Exercise goal: Exactly as given, output all the records that follow.
####
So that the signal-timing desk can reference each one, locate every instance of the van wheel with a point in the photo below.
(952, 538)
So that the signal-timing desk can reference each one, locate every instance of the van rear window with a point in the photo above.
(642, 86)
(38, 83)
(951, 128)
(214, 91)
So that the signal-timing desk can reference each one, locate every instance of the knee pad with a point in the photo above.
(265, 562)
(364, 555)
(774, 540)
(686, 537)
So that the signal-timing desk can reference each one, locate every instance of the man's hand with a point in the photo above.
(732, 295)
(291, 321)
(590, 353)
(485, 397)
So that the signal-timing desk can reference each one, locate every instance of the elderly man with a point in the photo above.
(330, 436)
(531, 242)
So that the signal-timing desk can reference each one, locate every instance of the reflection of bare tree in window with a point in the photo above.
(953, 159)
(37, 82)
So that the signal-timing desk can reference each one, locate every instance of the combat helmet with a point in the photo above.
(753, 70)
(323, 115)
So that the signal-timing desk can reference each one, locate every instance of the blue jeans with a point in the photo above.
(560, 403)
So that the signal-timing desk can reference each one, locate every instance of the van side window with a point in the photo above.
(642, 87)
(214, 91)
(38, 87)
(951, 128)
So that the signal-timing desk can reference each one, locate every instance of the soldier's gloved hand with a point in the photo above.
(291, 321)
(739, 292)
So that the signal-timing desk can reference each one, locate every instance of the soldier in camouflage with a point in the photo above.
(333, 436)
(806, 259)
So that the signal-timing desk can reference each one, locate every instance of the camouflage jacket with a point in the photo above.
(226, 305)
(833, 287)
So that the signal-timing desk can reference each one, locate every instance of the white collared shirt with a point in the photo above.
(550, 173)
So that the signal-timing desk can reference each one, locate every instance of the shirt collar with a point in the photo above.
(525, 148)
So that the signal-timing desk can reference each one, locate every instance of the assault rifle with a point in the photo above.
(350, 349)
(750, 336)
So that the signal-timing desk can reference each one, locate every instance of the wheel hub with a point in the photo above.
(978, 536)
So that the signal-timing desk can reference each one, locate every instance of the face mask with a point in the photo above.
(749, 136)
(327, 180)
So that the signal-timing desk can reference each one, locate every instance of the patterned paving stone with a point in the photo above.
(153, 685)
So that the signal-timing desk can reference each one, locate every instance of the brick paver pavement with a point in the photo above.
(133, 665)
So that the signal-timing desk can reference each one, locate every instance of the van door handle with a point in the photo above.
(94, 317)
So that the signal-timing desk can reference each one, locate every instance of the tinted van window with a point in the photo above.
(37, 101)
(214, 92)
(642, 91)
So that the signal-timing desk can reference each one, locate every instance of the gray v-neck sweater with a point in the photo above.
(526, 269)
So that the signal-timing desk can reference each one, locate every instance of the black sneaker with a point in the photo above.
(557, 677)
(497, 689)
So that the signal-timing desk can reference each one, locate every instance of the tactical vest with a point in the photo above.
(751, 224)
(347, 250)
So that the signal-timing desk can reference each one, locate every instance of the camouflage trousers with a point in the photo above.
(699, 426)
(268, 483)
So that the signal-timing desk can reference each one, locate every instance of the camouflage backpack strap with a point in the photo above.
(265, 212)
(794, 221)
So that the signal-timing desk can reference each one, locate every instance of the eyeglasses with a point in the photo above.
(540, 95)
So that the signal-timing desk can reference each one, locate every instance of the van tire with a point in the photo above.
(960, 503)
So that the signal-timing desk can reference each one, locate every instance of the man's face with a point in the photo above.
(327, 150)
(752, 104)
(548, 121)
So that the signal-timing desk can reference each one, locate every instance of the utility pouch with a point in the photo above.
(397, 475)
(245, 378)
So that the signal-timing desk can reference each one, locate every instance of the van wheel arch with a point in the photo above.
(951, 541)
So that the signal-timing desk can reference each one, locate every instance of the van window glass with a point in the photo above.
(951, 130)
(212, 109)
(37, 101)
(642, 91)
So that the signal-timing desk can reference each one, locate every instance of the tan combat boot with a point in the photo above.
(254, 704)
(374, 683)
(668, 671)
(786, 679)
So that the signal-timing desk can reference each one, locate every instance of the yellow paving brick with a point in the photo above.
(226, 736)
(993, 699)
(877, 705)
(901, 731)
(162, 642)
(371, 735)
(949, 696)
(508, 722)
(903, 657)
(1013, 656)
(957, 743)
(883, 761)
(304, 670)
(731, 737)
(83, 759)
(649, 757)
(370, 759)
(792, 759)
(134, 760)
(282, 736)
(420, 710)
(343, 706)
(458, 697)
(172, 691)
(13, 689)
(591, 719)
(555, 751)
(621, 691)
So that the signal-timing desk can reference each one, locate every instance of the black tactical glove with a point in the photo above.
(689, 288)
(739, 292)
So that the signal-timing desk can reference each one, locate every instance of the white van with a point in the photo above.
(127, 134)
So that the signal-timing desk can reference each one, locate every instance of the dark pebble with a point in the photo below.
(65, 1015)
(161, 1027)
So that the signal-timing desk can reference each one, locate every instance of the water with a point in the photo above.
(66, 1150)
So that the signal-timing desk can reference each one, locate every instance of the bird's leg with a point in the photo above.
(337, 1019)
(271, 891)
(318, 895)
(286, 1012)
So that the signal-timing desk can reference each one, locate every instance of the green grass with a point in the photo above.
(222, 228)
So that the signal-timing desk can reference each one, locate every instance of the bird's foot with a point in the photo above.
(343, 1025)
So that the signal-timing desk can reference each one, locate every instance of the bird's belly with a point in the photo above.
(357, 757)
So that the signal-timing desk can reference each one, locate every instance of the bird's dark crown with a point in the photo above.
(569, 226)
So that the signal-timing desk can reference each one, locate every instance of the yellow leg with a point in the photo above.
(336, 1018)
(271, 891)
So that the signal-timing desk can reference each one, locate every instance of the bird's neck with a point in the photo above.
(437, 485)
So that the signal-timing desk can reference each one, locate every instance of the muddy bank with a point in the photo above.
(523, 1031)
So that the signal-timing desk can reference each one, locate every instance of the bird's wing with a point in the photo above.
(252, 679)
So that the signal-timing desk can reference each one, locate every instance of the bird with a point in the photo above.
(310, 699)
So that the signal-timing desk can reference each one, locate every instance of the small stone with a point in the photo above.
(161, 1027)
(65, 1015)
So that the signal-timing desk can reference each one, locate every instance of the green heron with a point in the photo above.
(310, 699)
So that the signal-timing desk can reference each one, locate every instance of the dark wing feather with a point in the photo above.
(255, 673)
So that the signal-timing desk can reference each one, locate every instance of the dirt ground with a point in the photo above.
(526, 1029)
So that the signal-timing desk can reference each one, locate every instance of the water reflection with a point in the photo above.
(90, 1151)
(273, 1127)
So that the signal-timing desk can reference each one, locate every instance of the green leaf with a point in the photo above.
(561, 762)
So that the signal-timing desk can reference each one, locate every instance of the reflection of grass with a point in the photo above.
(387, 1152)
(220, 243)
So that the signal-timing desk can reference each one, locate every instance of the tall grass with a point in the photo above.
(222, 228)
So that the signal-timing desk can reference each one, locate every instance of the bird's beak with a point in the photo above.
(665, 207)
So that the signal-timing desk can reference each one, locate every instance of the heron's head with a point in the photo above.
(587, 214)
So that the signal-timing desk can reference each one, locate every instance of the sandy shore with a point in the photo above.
####
Problem solution:
So that the signal-timing desk can reference each one, locate every instance of the van wheel with a point in the photo below.
(952, 538)
So that the signal-timing desk can reference each one, locate every instance of the van rear window with a point in the photo above.
(642, 86)
(38, 83)
(951, 128)
(214, 91)
So that the signal-timing desk can reference each one, locate every instance of the knee pad with a point in the photo above.
(265, 562)
(364, 555)
(774, 540)
(686, 537)
So that the signal-timing desk can reference each one, locate every instance of the man's hand with a point in the photo above.
(732, 295)
(291, 321)
(590, 353)
(485, 397)
So that the signal-timing desk can reference each one, locate every instance of the elderly man with a point in the photo above.
(330, 436)
(531, 242)
So that the signal-timing desk can reference each one, locate every instance of the reflection of bare tree in window with a point in the photo above.
(953, 159)
(37, 82)
So that the signal-timing desk can reference each one, locate every instance of the combat helmet with a point in the photo above.
(753, 70)
(323, 115)
So that the signal-timing desk can reference each one, locate every instance of the blue jeans with a point in the photo above.
(560, 403)
So that the signal-timing desk can reference each one, locate every instance of the van side window with a point in the photo above.
(642, 87)
(214, 91)
(38, 87)
(951, 128)
So that the signal-timing desk can reference each one, locate every instance of the soldier's gloved hand with a point in the photo above.
(291, 321)
(739, 292)
So that the signal-timing desk can reference each one, locate every instance of the soldier in camouflage with a point in the photo above.
(333, 436)
(806, 259)
So that the signal-timing desk can reference each one, locate every instance of the camouflage jacket with a point in the photo above.
(226, 305)
(833, 287)
So that the signal-timing desk can reference each one, locate every instance of the white collared shirt with a point in the photo above.
(550, 173)
So that the signal-timing desk can reference each one, locate every instance of the shirt collar with a point in the photo above.
(525, 148)
So that the signal-timing desk can reference each one, locate every instance of the assault rifle with a point in the photo above.
(350, 349)
(750, 336)
So that the signal-timing desk can reference each one, locate every instance of the wheel hub with a point in the photo above.
(978, 536)
So that the signal-timing desk can reference each one, locate every instance of the face mask with a point in the photo above.
(749, 136)
(327, 180)
So that the signal-timing desk can reference each one, locate every instance of the patterned paving stone with a point in the photo above.
(153, 685)
So that the signal-timing desk can reference each one, locate every instance of the brick paver pavement with a point in the photo above.
(133, 665)
So that the signal-timing desk can reference each one, locate every instance of the van door handle with a point in the photo above.
(94, 317)
So that the signal-timing desk can reference each one, locate every instance of the tinted van window with a point in the photo above.
(37, 101)
(214, 92)
(642, 91)
So that the signal-timing desk can reference each one, locate every instance of the gray v-neck sweater with a point in the photo above.
(526, 269)
So that the signal-timing desk can reference each one, locate every instance of the black sneaker with a point in the photo above.
(557, 677)
(497, 689)
So that the signal-timing desk can reference each one, locate every instance of the tactical vest with a point in the photo above.
(751, 224)
(347, 250)
So that the signal-timing desk can reference each one, locate every instance of the camouflage trousers with a point in the photo above.
(699, 426)
(268, 483)
So that the signal-timing desk can reference each one, locate every instance of the camouflage backpack strap with a point in the photo above.
(265, 212)
(794, 221)
So that the signal-timing desk can reference each one, locate every instance of the eyeglasses with a point in the photo above.
(540, 95)
So that the signal-timing desk can reference each one, locate every instance of the van tire with a point in the photo above.
(960, 503)
So that the signal-timing desk can reference each one, locate every instance of the man's face with a point in the photo above.
(327, 150)
(752, 104)
(548, 121)
So that the signal-timing desk can reference each one, locate every instance of the utility pouch with a point in the photo above.
(397, 475)
(245, 378)
So that the signal-timing desk can reference each one, locate every instance of the van wheel arch with a point in the photo above.
(951, 541)
So that the signal-timing desk can reference each one, locate every instance of the van window glass with a point in the photo above.
(951, 130)
(212, 109)
(37, 101)
(642, 91)
So that the signal-timing desk can reference each one, locate every instance of the tan combat boot with a point in the photo above.
(254, 704)
(374, 683)
(668, 671)
(786, 679)
So that the signal-timing desk can reference each one, locate every instance of the yellow paving brick with a point in the photo above.
(226, 736)
(993, 699)
(877, 705)
(901, 731)
(162, 642)
(371, 735)
(949, 696)
(508, 722)
(903, 657)
(1013, 656)
(957, 743)
(883, 761)
(304, 670)
(731, 737)
(83, 759)
(649, 757)
(370, 759)
(792, 759)
(134, 760)
(282, 736)
(420, 710)
(343, 706)
(458, 697)
(172, 691)
(13, 689)
(591, 719)
(555, 751)
(621, 691)
So that the signal-timing desk can reference each one, locate every instance of the black tactical glove with a point in the photo above.
(689, 288)
(739, 292)
So that the signal-timing desk can reference each one, locate every instance of the white van with a point in the photo above.
(127, 134)
So that the signal-timing desk can reference each one, locate every instance of the dark pebble with a point in the photo below.
(65, 1015)
(161, 1027)
So that the signal-timing desk can reference each one, locate every instance of the water with a point in the photo above.
(66, 1150)
So that the signal-timing desk can reference each one, locate every instance of the bird's leg with a point in the photo above.
(337, 1019)
(271, 891)
(318, 895)
(286, 1012)
So that the signal-timing desk can reference each one, locate every instance of the green grass with a point in the photo above.
(222, 228)
So that the signal-timing desk can reference each one, locate every instance of the bird's foot with a point in the photo above.
(343, 1025)
So that the signal-timing desk can reference each one, locate every instance of the bird's belly with a point in the photo above.
(357, 757)
So that the signal-timing desk can reference each one, locate every instance of the bird's dark crown with a point in the photo above.
(569, 226)
So that the signal-timing desk can reference each one, locate every instance of the yellow leg with a point in the photo above.
(336, 1018)
(271, 891)
So that the signal-timing desk can reference each one, locate every instance of the bird's neck with a point in the photo above.
(437, 485)
So that the signal-timing desk can reference each one, locate every instance of the muddy bank with a point in the photo above.
(523, 1031)
So that the signal-timing desk can reference each one, locate every instance of the bird's wing with a point in the photo above.
(252, 679)
So that the signal-timing desk can reference each one, locate every instance of the bird with a point in the photo above.
(310, 699)
So that the signal-timing desk can reference each one, locate every instance of the small stone with a point in the photo above.
(161, 1027)
(65, 1015)
So that the signal-timing desk can reference each one, locate every instance of the green heron with a point in the photo above.
(310, 699)
So that the signal-timing desk can reference each one, locate every instance of the dark wing feather with a point in the photo above.
(255, 673)
So that the signal-timing desk can reference each one, locate every instance of the dirt ground with a point in the photo above.
(526, 1029)
So that the signal-timing desk can reference each one, locate every instance of the water reflection with a point in the photo above.
(90, 1151)
(273, 1127)
So that the signal-timing desk can reference each one, locate every instance of the green leaf with a point in the photo above.
(561, 762)
So that the signal-timing desk can reference each one, locate every instance of the reflection of grass with a point in the photo above.
(387, 1152)
(220, 243)
So that the signal-timing desk can reference each one, locate every instance of the tall grass with a point in the photo above.
(222, 228)
So that the signal-timing desk can reference each one, locate every instance of the bird's beak with a point in the photo above.
(665, 207)
So that the signal-timing desk can reference each one, locate every instance of the heron's head with a point in the photo above.
(587, 214)
So that the signal-timing desk can reference each one, locate every instance of the sandy shore with a point in the photo above.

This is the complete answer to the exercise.